* Your task
Can you put the lines running from the start of the records through the line containing "xmin=1298 ymin=111 xmax=1400 ymax=840", inclusive, into a numbered list, leaving out any blank lines and nothing else?

* Exercise materials

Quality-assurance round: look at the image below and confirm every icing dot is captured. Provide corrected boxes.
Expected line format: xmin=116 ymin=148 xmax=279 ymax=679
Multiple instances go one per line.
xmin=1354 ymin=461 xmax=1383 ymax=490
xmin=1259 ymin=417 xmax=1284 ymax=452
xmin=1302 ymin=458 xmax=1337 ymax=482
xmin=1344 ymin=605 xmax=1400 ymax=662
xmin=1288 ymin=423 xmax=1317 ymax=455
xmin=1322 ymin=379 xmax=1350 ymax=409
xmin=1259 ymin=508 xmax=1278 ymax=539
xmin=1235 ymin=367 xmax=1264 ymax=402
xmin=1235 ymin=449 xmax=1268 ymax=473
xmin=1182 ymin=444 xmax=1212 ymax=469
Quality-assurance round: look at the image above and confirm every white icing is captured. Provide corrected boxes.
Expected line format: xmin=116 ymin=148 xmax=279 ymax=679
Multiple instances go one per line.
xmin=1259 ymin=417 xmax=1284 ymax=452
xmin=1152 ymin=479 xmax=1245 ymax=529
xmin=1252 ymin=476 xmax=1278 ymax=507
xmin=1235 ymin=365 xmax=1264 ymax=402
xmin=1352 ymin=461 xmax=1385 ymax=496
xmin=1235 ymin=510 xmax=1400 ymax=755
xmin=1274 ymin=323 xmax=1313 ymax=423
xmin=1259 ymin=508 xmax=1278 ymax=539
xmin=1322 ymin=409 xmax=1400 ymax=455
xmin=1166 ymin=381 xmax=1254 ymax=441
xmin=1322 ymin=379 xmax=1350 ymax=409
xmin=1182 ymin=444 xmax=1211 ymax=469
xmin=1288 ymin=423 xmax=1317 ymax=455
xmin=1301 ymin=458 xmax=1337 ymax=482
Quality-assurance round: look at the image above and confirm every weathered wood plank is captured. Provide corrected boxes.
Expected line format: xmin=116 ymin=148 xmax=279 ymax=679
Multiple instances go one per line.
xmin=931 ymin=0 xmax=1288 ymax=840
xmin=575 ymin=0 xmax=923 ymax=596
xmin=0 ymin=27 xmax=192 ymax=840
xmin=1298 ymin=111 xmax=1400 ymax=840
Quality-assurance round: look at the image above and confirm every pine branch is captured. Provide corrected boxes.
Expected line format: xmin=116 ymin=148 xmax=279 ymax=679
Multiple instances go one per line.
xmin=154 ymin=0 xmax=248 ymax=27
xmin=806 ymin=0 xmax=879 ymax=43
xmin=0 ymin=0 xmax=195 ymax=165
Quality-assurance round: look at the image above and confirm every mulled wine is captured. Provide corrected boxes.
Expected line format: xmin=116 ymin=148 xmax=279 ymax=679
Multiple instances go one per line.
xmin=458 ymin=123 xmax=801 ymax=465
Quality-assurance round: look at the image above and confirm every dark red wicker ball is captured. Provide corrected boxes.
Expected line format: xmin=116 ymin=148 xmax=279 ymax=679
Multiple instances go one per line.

* Exercise result
1. Quality-assurance round: look at the image below and confirm every icing dot is captured. Provide corrected boxes.
2. Expected line format: xmin=116 ymin=148 xmax=279 ymax=679
3. Multiple instances go one per line.
4. xmin=1354 ymin=461 xmax=1383 ymax=490
5. xmin=1259 ymin=417 xmax=1284 ymax=452
6. xmin=1302 ymin=458 xmax=1337 ymax=482
7. xmin=1344 ymin=605 xmax=1400 ymax=662
8. xmin=1288 ymin=423 xmax=1317 ymax=455
9. xmin=1322 ymin=379 xmax=1350 ymax=409
10. xmin=1259 ymin=508 xmax=1278 ymax=539
11. xmin=1235 ymin=367 xmax=1264 ymax=402
12. xmin=1235 ymin=449 xmax=1268 ymax=473
13. xmin=1182 ymin=444 xmax=1212 ymax=469
14. Quality-assurance round: look at the image above and confirm every white icing is captured. Provide corrected boxes.
15. Expected line format: xmin=116 ymin=148 xmax=279 ymax=679
16. Multiple instances go one per line.
17. xmin=1259 ymin=417 xmax=1284 ymax=452
18. xmin=1152 ymin=479 xmax=1245 ymax=529
19. xmin=1252 ymin=476 xmax=1278 ymax=507
20. xmin=1235 ymin=365 xmax=1264 ymax=402
21. xmin=1352 ymin=461 xmax=1385 ymax=496
22. xmin=1235 ymin=510 xmax=1400 ymax=755
23. xmin=1274 ymin=323 xmax=1313 ymax=423
24. xmin=1259 ymin=508 xmax=1278 ymax=539
25. xmin=1322 ymin=409 xmax=1400 ymax=455
26. xmin=1166 ymin=381 xmax=1254 ymax=441
27. xmin=1322 ymin=379 xmax=1350 ymax=409
28. xmin=1182 ymin=444 xmax=1211 ymax=469
29. xmin=1288 ymin=423 xmax=1317 ymax=455
30. xmin=1301 ymin=458 xmax=1337 ymax=482
31. Quality-assurance round: look at the image above and confirm every weathered wood plank is captured. Provide corrected boxes.
32. Expected line format: xmin=116 ymin=148 xmax=279 ymax=679
33. Multiple instances go one per line.
34. xmin=931 ymin=0 xmax=1288 ymax=840
35. xmin=575 ymin=0 xmax=923 ymax=596
36. xmin=0 ymin=27 xmax=192 ymax=840
37. xmin=1298 ymin=111 xmax=1400 ymax=840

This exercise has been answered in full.